Langsung ke konten utama

Logika yang Tak berlogika

Apa sebetulnya yang dimaksud dengan logika? Logika itu bisa dikatakan berpikir sehat, lurus dan benar. Namun apakah logika ini sifatnya objektif, jangan-jangan logika ini tidak bisa digeneralisasi. Ketika kita lapar mungkin secara logis yang harus dilakukan adalah makan. Namun ini tentunya masih sangatlah sederhana, mengenai apakah ketika makan bis langsung kenyang atau justru semakin lapar atau bisa saja tidak makan pun juga bisa lapar. Sering kali kita menganggap logika itu adalah sesuatu yang mutlak seakan benar namun justru ini malah memaksa sebuah pemikiran. Ini tentunya menjadi logika yang tak berlogika, dimana logika menjadi tidak sehat. 

Adalah sebuah manipulatif ketika logika itu tidak sehat. Memang benar apa yang dikatakan, dan memang masuk akal kita dan sesuai kaidah logika namun ketika logika itu sudah dimanipulatif maka logika itu menjadi tidak berlogika. Semisal menciptakan sebuah mall untuk menggantikan pasar tradisional, di sisi lain memajukan perekonomian dan mempermudah akses pasar namun di sisi lain juga akan menghancurkan ekonomi kecil.

_PERMINTAAN TUGAS 1_: Menurut teks tentang logika, bagaimana logika bisa dikatakan?
_PERMINTAAN TUGAS 2_: Ulangi tanpa perubahan bagian teks tentang logika mulai dari "Apa sebetulnya yang" sampai dengan "menjadi tidak sehat.".

_BLOK DATA_:
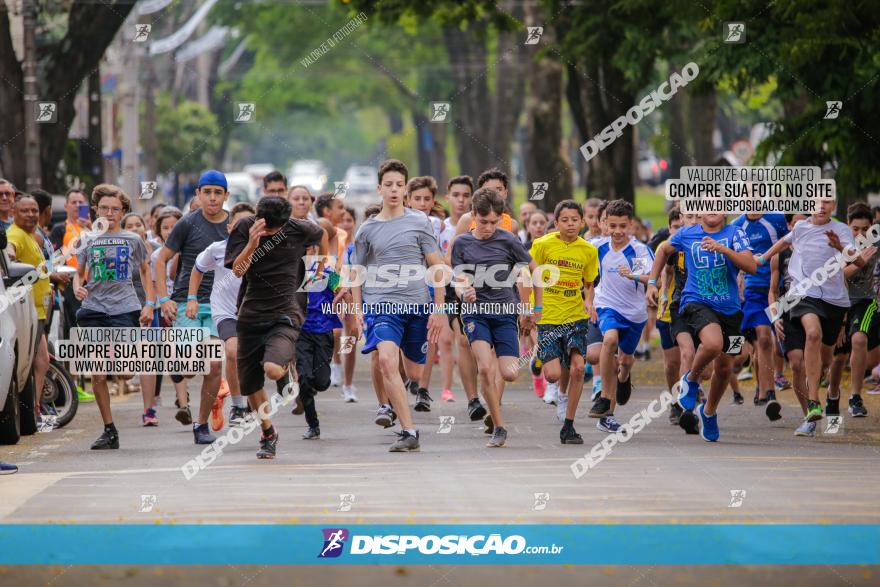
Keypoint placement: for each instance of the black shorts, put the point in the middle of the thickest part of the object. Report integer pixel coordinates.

_JAWABAN LENGKAP 1_: Logika bisa dikatakan berpikir sehat, lurus, dan benar.

_JAWABAN LENGKAP 2_:
Apa sebetulnya yang dimaksud dengan logika? Logika itu bisa dikatakan berpikir sehat, lurus dan benar. Namun apakah logika ini sifatnya objektif, jangan-jangan logika ini tidak bisa digeneralisasi. Ketika kita lapar mungkin secara logis yang harus dilakukan adalah makan. Namun ini tentunya masih sangatlah sederhana, mengenai apakah ketika makan bis langsung kenyang atau justru semakin lapar atau bisa saja tidak makan pun juga bisa lapar. Sering kali kita menganggap logika itu adalah sesuatu yang mutlak seakan benar namun justru ini malah memaksa sebuah pemikiran. Ini tentunya menjadi logika yang tak berlogika, dimana logika menjadi tidak sehat.